● **Required action**: Give back the data below word for word. Any image in it should be left out.

──────── Given entries ────────

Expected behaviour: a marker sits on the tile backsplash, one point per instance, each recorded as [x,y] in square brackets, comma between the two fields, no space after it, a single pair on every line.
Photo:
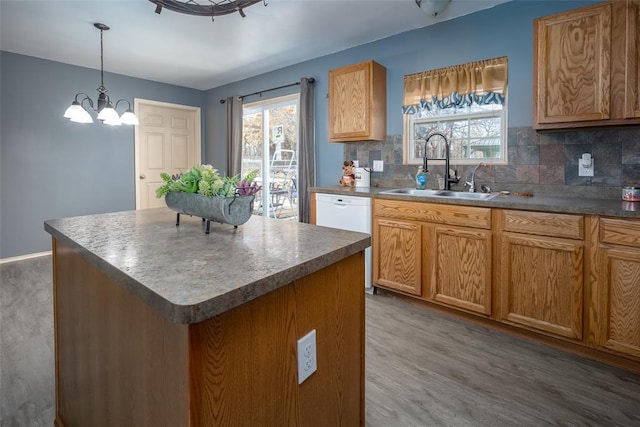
[539,162]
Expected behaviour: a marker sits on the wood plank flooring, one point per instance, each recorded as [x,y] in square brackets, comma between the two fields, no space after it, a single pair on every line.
[428,369]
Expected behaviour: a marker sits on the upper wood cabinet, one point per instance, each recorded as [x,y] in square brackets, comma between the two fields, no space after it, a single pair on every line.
[358,103]
[586,67]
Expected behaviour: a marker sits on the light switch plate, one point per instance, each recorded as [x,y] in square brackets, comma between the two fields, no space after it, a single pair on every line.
[307,363]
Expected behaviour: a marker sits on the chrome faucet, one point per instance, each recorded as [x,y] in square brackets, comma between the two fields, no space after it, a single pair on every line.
[448,179]
[472,183]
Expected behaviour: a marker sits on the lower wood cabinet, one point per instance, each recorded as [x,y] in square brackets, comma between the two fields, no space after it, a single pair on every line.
[542,284]
[441,253]
[460,275]
[615,301]
[397,262]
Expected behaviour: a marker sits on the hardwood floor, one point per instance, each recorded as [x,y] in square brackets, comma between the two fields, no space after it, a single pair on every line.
[427,369]
[422,368]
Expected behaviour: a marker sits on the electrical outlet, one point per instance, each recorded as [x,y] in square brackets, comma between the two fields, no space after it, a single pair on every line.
[307,363]
[585,165]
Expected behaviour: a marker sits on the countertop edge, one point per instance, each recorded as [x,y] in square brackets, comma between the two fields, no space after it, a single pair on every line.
[197,312]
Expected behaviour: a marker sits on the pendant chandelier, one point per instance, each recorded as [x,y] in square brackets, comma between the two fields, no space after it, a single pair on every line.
[107,113]
[433,7]
[207,8]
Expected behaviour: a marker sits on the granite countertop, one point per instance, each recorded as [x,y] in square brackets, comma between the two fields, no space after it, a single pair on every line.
[545,203]
[190,276]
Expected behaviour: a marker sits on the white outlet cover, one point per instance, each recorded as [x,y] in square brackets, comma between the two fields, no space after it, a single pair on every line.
[307,361]
[582,171]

────────

● **Exercise response**:
Expected behaviour: a marker sits on the tile backsplash, one point per instance, each recorded as [x,y] in square brackets, comma between the two fields, no space after it, a single pair on every line.
Photo:
[539,162]
Expected behaviour: a marker sits on the wood plank flooring, one point per instance, each recorded as [x,y] in square brackets, comma between the two fields, no space after it, a single pair on every line.
[428,369]
Expected behaviour: a marker sits on the upper wood cabinet, one point per instance, each recorded as [x,y] in square brackets, comma between the two fields, no space after it, a single pair on every line.
[358,103]
[586,67]
Expected behaviour: a marker sits on the light switch plate, one point per instance, each recorded as [x,y] in square brackets, comma between the two fields, no space after it, a single pair on every line.
[307,363]
Expected behaviour: a marker sits on the chrome faucet, one point per instance, each recorded as [x,y] in square brackets, comma between the two fields, no space after it, a single pair on every line.
[448,179]
[472,183]
Expected behaviour: a marker sits on the lower wood cabinet, one point per instance, each recorded as [x,y] in square brackets, comma between the two fields, no space after it, a single pair on every line.
[542,284]
[441,253]
[460,275]
[615,301]
[397,262]
Expected behaviour: a marker sits on the hardwood floor, one point per instance, each recorded as [x,y] in square brackets, comma between the two fields, no space after it, a single pair on every line.
[427,369]
[422,368]
Expected behaviour: a marker sits on the electrical outlet, one point per instance, each recorded as [x,y] in square brackets, comma between the two fields, no space after it, a single pair on every line.
[307,363]
[585,165]
Expected behaviour: a marker sits on the countertop edge, one point per instance, each recorded as [x,y] in square brackets, comma between the two fields, no space after it, a single pair on every line.
[197,312]
Expected behaviour: a marker sits on the pendant chandelier, one point per instance, each recorded as [x,y] in square brackets, comma between the two fields, no space after it, a single pair on every line.
[107,113]
[433,7]
[207,8]
Expected behaviour: a marker sits on the granite countertop, one point per instance, each recorded as [x,y] in square brackets, comma between the two fields, no space after it, a single pair on every line.
[545,203]
[190,276]
Expected behaviour: a marker sits on the white outlet cover, one point per instance, each recorded as [x,y] in square brackets, comma between the two fields, no space after it, a single pair on every line.
[307,361]
[582,171]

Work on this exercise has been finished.